Information provided:
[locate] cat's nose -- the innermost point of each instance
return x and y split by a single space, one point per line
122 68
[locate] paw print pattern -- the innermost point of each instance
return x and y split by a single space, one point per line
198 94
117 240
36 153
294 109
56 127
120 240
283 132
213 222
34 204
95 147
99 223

The exercise: Can you write out the part of the listing that opens with the line containing "[locate] paw print" and closes at the end of the listing, switching "innermost" to "central" and changing nothing else?

Written reply:
[locate] paw print pattern -- the central point of each instance
return x and y split by a single space, one point per line
198 94
117 240
36 153
294 109
56 127
120 240
283 132
213 222
34 204
95 147
99 223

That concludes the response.